*Instructions to follow*:
Restate word for word the lines from the one containing "jeans as a single dot per instance." through the end of the listing below, with both ends included.
☆ ☆ ☆ ☆ ☆
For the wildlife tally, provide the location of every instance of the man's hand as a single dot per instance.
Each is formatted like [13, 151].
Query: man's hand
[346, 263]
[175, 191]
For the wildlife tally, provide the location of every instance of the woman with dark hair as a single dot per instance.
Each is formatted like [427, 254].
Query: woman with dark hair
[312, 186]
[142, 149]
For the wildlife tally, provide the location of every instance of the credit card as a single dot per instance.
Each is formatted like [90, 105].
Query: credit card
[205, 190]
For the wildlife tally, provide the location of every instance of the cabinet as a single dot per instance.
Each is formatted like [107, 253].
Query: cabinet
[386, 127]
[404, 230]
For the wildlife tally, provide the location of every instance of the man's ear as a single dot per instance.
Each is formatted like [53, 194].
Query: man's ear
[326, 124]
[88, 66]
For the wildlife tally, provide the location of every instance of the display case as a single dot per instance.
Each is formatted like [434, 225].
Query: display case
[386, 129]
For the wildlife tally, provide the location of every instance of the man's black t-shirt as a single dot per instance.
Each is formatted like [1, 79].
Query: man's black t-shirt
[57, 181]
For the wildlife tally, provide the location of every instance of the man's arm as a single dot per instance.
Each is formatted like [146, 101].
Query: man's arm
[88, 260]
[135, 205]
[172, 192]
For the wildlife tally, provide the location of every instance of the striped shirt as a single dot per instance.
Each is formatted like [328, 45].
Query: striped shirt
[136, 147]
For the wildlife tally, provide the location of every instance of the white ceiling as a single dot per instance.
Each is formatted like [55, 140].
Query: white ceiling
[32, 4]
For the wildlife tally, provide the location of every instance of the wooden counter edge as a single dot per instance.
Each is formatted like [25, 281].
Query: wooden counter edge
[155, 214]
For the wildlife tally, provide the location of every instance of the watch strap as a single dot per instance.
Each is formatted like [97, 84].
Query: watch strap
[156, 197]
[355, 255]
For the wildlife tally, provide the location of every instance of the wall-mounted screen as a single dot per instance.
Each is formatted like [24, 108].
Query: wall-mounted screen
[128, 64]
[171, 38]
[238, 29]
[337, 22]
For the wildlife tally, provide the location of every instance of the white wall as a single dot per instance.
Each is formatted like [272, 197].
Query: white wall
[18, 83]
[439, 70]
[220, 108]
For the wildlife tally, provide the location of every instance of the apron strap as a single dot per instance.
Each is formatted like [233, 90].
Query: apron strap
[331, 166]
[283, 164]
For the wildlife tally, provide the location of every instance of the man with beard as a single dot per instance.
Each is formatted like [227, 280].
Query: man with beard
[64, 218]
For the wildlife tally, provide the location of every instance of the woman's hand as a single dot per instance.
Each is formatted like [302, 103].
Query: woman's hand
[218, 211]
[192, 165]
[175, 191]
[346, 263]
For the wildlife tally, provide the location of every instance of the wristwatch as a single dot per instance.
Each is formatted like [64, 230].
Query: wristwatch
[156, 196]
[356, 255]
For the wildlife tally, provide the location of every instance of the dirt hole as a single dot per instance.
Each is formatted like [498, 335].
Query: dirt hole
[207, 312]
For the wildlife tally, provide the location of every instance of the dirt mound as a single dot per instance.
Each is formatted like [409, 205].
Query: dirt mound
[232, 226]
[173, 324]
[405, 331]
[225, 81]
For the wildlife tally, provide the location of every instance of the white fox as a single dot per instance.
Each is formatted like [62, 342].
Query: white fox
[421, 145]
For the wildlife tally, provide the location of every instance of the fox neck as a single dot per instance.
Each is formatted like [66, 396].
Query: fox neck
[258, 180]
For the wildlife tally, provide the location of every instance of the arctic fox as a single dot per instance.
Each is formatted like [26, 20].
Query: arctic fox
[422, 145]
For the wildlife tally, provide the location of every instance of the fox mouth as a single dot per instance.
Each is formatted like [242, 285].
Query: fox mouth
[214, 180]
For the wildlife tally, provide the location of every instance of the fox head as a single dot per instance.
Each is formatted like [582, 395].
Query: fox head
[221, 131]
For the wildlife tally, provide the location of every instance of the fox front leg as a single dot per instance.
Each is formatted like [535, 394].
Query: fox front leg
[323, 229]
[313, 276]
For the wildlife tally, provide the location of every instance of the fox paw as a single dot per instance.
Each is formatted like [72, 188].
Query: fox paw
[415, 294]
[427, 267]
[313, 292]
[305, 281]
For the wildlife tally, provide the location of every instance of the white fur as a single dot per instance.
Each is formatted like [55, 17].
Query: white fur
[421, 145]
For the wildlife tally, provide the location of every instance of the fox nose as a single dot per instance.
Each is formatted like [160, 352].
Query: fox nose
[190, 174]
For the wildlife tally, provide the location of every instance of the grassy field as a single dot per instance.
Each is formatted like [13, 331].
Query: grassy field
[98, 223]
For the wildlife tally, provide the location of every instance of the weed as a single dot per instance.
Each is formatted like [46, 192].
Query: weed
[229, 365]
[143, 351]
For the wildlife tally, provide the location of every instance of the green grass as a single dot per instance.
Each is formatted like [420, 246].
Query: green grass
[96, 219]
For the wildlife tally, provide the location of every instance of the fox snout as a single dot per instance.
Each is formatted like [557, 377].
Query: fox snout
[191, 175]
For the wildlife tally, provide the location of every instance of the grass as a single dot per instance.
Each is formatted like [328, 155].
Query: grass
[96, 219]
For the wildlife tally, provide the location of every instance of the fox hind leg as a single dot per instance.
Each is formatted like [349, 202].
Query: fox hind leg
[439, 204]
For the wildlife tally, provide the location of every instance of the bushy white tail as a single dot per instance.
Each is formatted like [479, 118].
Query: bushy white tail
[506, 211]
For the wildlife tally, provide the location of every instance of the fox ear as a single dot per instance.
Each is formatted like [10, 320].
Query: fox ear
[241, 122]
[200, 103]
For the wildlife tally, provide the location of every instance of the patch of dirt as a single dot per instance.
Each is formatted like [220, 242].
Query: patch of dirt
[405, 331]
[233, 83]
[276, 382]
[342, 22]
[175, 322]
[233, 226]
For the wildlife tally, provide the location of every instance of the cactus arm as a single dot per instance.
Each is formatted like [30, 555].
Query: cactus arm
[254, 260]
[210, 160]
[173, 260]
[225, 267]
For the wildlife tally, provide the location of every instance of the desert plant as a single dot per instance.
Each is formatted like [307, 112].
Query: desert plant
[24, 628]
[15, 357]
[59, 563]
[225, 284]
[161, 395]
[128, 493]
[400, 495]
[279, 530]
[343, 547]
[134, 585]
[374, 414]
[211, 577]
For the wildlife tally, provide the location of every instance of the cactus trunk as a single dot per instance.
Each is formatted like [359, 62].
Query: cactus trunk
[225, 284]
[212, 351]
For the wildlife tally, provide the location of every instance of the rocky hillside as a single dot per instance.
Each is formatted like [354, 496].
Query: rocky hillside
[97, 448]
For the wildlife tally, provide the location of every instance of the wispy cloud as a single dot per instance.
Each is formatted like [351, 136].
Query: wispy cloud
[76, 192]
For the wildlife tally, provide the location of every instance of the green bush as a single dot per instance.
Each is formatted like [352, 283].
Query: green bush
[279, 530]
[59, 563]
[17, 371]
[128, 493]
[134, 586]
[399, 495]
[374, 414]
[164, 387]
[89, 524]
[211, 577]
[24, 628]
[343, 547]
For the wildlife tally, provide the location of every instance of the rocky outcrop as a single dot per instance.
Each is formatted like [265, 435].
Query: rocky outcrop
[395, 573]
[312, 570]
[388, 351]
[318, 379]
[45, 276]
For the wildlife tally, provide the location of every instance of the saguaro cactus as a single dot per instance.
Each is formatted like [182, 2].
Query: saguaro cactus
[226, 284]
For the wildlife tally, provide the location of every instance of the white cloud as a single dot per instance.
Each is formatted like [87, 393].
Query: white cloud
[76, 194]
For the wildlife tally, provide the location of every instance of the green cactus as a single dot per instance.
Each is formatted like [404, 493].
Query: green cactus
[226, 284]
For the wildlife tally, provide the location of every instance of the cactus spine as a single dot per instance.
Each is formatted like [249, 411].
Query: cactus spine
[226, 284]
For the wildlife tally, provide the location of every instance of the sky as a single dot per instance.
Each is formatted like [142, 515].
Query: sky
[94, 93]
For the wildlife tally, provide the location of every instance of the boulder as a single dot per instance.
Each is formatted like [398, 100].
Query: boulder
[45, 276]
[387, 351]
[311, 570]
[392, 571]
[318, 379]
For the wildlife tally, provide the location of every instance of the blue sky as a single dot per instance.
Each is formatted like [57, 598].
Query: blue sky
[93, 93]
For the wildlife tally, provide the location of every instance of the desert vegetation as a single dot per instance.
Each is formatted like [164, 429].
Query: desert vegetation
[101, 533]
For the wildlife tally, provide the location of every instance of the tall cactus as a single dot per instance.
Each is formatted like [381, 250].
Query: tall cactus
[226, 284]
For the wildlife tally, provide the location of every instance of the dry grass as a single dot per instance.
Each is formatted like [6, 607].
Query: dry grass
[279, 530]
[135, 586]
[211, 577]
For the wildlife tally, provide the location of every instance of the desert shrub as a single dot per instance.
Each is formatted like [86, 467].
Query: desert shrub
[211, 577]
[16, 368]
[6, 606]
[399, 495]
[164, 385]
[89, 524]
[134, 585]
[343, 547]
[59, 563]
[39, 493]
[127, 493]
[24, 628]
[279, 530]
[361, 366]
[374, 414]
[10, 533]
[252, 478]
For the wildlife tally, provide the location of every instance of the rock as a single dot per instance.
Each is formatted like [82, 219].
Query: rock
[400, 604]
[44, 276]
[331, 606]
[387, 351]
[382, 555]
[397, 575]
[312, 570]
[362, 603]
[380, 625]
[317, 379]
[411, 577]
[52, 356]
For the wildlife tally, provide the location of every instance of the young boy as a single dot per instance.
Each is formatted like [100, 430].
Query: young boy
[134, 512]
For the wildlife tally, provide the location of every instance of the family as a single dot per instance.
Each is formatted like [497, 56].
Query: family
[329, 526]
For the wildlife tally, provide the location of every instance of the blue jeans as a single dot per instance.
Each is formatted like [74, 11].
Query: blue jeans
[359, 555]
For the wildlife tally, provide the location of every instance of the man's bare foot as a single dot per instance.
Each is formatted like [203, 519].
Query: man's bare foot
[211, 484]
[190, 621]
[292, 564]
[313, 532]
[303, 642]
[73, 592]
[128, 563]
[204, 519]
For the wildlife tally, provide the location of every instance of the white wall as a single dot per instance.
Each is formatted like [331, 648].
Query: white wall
☆ ☆ ☆ ☆ ☆
*Correct response*:
For the wildlife tally, provide the location of every instance of the blue jeans as a single dot per instance.
Each is formatted like [74, 11].
Query: blue jeans
[359, 555]
For the wildlife tally, provide the location of every instance of the man's bare foot as a single dot per instance.
Each is formatted like [203, 519].
Query: man's bare foot
[211, 484]
[190, 621]
[292, 564]
[313, 532]
[303, 642]
[73, 592]
[128, 563]
[204, 519]
For the wildlife tally, provide the location of every instance of the white wall as a single dot per instance.
Each is formatted like [331, 648].
Query: white wall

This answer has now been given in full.